» Exercise goal: Reproduce every line of the entries below verbatim, leaving nothing out.

Data listing:
- - - - -
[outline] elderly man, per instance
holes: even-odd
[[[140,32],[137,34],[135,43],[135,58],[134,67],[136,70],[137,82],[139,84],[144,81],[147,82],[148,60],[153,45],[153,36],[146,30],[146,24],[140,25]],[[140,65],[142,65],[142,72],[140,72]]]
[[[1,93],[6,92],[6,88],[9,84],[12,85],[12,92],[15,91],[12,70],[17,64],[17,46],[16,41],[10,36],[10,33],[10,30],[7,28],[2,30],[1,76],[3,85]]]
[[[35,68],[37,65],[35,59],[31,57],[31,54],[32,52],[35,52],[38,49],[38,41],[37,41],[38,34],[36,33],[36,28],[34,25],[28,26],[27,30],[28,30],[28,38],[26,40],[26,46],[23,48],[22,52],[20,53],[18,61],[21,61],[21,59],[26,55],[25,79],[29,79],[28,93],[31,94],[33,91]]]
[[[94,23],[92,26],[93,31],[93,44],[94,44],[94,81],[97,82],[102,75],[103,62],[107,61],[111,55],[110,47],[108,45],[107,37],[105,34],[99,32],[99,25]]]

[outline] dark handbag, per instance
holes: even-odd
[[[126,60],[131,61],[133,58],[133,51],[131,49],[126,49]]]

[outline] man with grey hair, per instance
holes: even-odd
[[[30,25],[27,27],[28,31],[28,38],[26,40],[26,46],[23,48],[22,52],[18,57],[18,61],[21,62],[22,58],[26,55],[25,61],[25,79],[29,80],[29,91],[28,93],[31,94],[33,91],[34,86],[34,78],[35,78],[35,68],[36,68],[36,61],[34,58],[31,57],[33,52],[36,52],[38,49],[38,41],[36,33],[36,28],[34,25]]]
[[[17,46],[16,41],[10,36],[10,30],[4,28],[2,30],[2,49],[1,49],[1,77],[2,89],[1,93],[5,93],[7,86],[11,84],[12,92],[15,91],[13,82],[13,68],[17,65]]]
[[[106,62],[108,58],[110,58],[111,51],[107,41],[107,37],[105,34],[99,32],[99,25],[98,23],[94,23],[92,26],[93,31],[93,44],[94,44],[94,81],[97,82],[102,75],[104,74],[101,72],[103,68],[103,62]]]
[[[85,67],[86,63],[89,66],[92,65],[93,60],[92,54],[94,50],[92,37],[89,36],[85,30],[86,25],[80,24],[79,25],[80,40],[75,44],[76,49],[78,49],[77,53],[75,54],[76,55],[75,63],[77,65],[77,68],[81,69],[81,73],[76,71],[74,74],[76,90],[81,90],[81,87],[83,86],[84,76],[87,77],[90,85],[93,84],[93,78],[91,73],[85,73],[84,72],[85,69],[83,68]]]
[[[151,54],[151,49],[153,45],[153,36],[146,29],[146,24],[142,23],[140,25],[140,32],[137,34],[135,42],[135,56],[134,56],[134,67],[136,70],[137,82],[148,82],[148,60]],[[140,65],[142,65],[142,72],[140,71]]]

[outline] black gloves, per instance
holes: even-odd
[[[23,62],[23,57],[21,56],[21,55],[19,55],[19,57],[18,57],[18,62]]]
- - - - -
» Solution for this task:
[outline] elderly man, per instance
holes: even-odd
[[[140,32],[137,34],[135,43],[135,58],[134,67],[136,70],[137,82],[139,84],[144,81],[147,82],[148,60],[153,45],[153,36],[146,30],[146,24],[140,25]],[[140,65],[142,65],[142,72],[140,72]]]
[[[1,93],[6,92],[6,88],[9,84],[12,85],[12,92],[15,91],[12,70],[17,64],[17,46],[16,41],[10,36],[10,33],[10,30],[7,28],[2,30],[1,76],[3,85]]]
[[[35,68],[37,65],[35,59],[31,57],[31,54],[32,52],[35,52],[38,49],[38,41],[37,41],[38,34],[36,33],[36,28],[34,25],[28,26],[27,30],[28,30],[28,38],[26,40],[26,46],[23,48],[22,52],[20,53],[18,61],[21,61],[21,59],[26,55],[25,79],[29,79],[28,93],[31,94],[33,91]]]
[[[94,23],[92,26],[93,31],[93,44],[94,44],[94,81],[97,82],[102,75],[103,62],[107,61],[111,55],[110,47],[108,45],[107,37],[105,34],[99,32],[99,25]]]

[outline] dark handbag, per instance
holes: even-odd
[[[126,60],[131,61],[133,58],[133,51],[131,49],[126,49]]]

[outline] man with grey hair, per instance
holes: even-odd
[[[30,25],[27,27],[28,31],[28,38],[26,40],[26,46],[23,48],[22,52],[18,57],[18,61],[21,62],[22,58],[26,55],[25,61],[25,79],[29,80],[29,91],[28,93],[31,94],[33,91],[34,86],[34,78],[35,78],[35,68],[36,68],[36,61],[34,58],[31,57],[33,52],[36,52],[38,49],[38,41],[36,33],[36,28],[34,25]]]
[[[17,46],[16,41],[10,36],[10,30],[4,28],[2,30],[2,49],[1,49],[1,77],[2,89],[1,93],[5,93],[7,86],[11,84],[12,92],[15,91],[13,82],[13,68],[17,65]]]
[[[106,62],[108,58],[110,58],[111,51],[107,41],[107,37],[105,34],[99,32],[99,25],[98,23],[94,23],[92,26],[93,31],[93,44],[94,44],[94,81],[97,82],[102,75],[104,74],[101,72],[103,68],[103,62]]]
[[[85,67],[86,63],[89,66],[92,65],[93,60],[92,54],[94,50],[92,37],[89,36],[85,30],[86,25],[80,24],[79,25],[80,40],[75,44],[76,49],[78,49],[77,53],[75,54],[76,55],[75,63],[77,65],[77,68],[81,69],[81,73],[76,71],[74,74],[76,90],[81,90],[81,87],[83,86],[84,76],[87,77],[90,85],[93,84],[93,78],[91,73],[85,73],[84,72],[85,69],[83,68]]]
[[[151,54],[151,49],[153,45],[153,36],[146,29],[146,24],[142,23],[140,25],[140,32],[137,34],[135,42],[135,56],[134,56],[134,67],[136,70],[137,82],[148,82],[148,60]],[[140,65],[142,65],[142,72],[140,71]]]

[outline] black gloves, per instance
holes: even-odd
[[[23,62],[23,57],[21,56],[21,55],[19,55],[19,57],[18,57],[18,62]]]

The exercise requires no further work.